[Saved data entries]
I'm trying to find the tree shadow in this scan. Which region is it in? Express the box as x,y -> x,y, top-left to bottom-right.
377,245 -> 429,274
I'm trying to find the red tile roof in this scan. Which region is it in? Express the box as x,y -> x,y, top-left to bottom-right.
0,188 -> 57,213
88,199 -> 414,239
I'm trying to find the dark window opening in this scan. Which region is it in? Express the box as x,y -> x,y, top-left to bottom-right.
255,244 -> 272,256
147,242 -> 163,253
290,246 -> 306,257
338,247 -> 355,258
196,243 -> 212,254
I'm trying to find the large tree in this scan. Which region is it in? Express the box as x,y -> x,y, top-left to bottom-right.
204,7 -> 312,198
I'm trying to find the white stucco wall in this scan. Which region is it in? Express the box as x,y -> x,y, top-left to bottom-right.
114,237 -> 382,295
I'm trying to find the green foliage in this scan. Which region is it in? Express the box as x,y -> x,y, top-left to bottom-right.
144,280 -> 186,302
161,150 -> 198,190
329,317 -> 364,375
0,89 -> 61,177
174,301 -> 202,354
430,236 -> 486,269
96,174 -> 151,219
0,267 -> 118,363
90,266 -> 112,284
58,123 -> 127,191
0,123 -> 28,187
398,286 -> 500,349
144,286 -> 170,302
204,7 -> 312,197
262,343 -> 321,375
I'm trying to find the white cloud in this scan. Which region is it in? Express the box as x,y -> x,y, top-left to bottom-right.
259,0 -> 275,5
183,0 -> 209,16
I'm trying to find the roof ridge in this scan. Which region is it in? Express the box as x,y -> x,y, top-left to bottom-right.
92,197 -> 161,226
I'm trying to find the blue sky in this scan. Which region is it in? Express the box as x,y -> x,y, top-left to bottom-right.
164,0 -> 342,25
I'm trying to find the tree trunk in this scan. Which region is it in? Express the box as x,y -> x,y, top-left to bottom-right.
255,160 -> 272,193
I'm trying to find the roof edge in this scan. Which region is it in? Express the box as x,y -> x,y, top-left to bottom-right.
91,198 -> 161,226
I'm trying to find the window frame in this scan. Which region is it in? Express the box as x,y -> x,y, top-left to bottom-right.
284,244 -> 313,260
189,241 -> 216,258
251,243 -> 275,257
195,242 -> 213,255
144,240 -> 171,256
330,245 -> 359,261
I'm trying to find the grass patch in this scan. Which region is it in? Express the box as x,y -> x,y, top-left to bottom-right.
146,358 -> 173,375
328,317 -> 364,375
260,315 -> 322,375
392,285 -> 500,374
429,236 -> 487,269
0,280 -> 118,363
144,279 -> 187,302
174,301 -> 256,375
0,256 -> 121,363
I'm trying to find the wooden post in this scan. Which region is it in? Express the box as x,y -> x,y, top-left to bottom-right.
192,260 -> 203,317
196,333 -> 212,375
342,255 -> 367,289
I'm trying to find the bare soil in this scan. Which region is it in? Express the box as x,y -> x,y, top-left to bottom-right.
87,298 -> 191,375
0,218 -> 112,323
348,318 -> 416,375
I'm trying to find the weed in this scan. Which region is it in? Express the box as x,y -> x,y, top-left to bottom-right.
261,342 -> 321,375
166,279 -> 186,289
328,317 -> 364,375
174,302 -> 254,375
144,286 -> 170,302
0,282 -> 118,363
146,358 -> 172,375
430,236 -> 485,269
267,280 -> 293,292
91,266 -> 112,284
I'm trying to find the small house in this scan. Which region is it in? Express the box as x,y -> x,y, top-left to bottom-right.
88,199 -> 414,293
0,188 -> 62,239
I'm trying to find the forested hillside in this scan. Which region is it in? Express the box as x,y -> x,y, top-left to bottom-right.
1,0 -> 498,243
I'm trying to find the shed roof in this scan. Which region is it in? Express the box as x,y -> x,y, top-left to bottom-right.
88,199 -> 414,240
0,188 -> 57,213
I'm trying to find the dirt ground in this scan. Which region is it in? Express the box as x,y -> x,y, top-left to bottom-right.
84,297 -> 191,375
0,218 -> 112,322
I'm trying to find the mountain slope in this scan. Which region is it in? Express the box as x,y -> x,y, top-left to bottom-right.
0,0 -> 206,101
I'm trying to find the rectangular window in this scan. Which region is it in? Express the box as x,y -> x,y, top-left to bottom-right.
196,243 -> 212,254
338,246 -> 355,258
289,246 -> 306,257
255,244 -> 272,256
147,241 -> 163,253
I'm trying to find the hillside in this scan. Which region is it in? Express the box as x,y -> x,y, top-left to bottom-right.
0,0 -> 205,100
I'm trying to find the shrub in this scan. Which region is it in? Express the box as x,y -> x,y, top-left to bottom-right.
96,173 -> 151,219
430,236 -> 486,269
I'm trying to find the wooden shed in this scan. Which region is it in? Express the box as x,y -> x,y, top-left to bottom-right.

▶ **AIM OF THE TASK**:
Each line above should be reproduced exactly, with nothing omitted.

▶ **RESPONSE BOX**:
I'm trying to find the tree shadow in this scan. Which region is it in? Express the box as x,y -> x,y, top-left to bottom-right.
377,245 -> 429,274
I'm trying to find the red tile roof in this scan. Which region is it in? Express the box as x,y -> x,y, top-left to bottom-right.
0,188 -> 57,213
88,199 -> 414,239
I'm trying to find the dark window opening in this scan. Which region is it in? Express the box as x,y -> x,y, top-left to bottom-right.
255,244 -> 272,256
147,242 -> 163,253
290,246 -> 306,257
338,247 -> 355,258
196,243 -> 212,254
I'm trying to find the large tree in this scan. Which region is it in? Express the box as x,y -> x,y, top-left to bottom-right.
204,7 -> 312,198
I'm trying to find the white stucco wall in this scan. Which region is it in? Express the box as x,y -> x,y, top-left to bottom-right.
114,237 -> 382,295
I'm trying to find the green foliage in this scan. Which region is it in? Express the box as x,y -> x,y, top-left to bottom-right.
144,280 -> 186,302
161,150 -> 198,190
329,317 -> 364,375
0,89 -> 61,177
174,301 -> 202,354
430,236 -> 486,269
96,174 -> 151,219
0,267 -> 118,363
90,266 -> 112,284
58,123 -> 127,191
0,123 -> 28,187
398,286 -> 500,349
144,286 -> 170,302
204,7 -> 312,197
262,343 -> 321,375
I'm trying to find the white cloud in this scan. Which region is it in? Express the box as x,y -> x,y, top-left to bottom-right.
259,0 -> 275,5
183,0 -> 209,16
I'm trying to find the roof ridge in this scan. Which region is it in? Express the box as x,y -> x,y, top-left to bottom-right.
92,197 -> 161,226
I'm trying to find the blue sky in this scan. Which region is it in? Express the box as x,y -> x,y, top-left to bottom-right.
164,0 -> 342,25
I'm trying to find the tree trunk in this scan. Which region is it in? Express the box as x,y -> x,y, top-left to bottom-right.
255,160 -> 272,193
I'm trying to find the roof edge in this scan. Which region is it in? Express the box as x,y -> x,y, top-left to bottom-right.
91,198 -> 161,226
I'm trying to find the window frame in this scan. Which region is it in? Express the box as x,y -> x,y, top-left to bottom-right.
284,244 -> 313,260
189,241 -> 216,258
251,243 -> 275,257
195,242 -> 213,255
144,240 -> 171,256
330,245 -> 359,261
I'm trying to find the grass patch in this scan. Which region is it in? Express the box as x,y -> x,y, top-left to bottom-right.
146,358 -> 173,375
328,317 -> 364,375
260,315 -> 322,375
392,285 -> 500,374
429,236 -> 487,269
0,280 -> 118,363
144,279 -> 187,302
174,301 -> 256,375
0,256 -> 121,363
I'm trying to find the wooden post in this scan. Which region is it in? Express the box as x,y -> x,y, top-left to bottom-right.
192,260 -> 203,317
196,333 -> 212,375
342,255 -> 367,289
I'm trying to find the bare soil in this scan. Which region is it in? Express the box as x,y -> x,y, top-left to bottom-right.
87,298 -> 191,375
0,218 -> 112,323
348,318 -> 416,375
I'm trying to find the weed in this scan. Which region is it in? Express the box as x,y -> x,y, top-left to bottom-right.
261,342 -> 321,375
166,279 -> 186,289
328,317 -> 364,375
174,302 -> 254,375
144,286 -> 170,302
0,282 -> 118,363
146,358 -> 172,375
430,236 -> 485,269
267,280 -> 293,292
91,266 -> 112,284
I'm trying to find the small house in this scan. Which region is it in? Express the box as x,y -> x,y, top-left to bottom-right.
88,199 -> 414,293
0,188 -> 62,239
I'm trying to find the forested hillside in this scan. Which region is it in? Express the box as x,y -> x,y, top-left to bottom-right.
1,0 -> 498,243
I'm trying to find the shed roof in this scan. Which region is it in? Express the box as x,y -> x,y, top-left to bottom-right.
88,199 -> 414,240
0,188 -> 57,213
I'm trying to find the dirt ground in this scan. Which region is it in? Express the box as x,y -> x,y, top-left to bottom-right.
84,297 -> 191,375
0,218 -> 112,322
I'm trying to find the mountain slope in this scan. Which region is it in? Express the box as x,y -> x,y, top-left to bottom-right.
0,0 -> 206,101
I'm trying to find the rectangular window in this scan. Which region is it in? Express the box as x,y -> x,y, top-left to bottom-right.
196,243 -> 212,254
338,246 -> 355,258
289,246 -> 306,257
255,244 -> 272,256
147,241 -> 163,253
I'm trying to find the hillside in this scan. Which region is it in? Express the box as x,y -> x,y, top-left to bottom-right.
0,0 -> 205,100
I'm trying to find the shrub in this scan. Which region is it in? Express the box as x,y -> x,y, top-left to bottom-right.
96,173 -> 151,219
430,236 -> 486,269
I'm trying to find the wooden shed in this scan. Which region is it in? Express the box as x,y -> x,y, top-left to bottom-right.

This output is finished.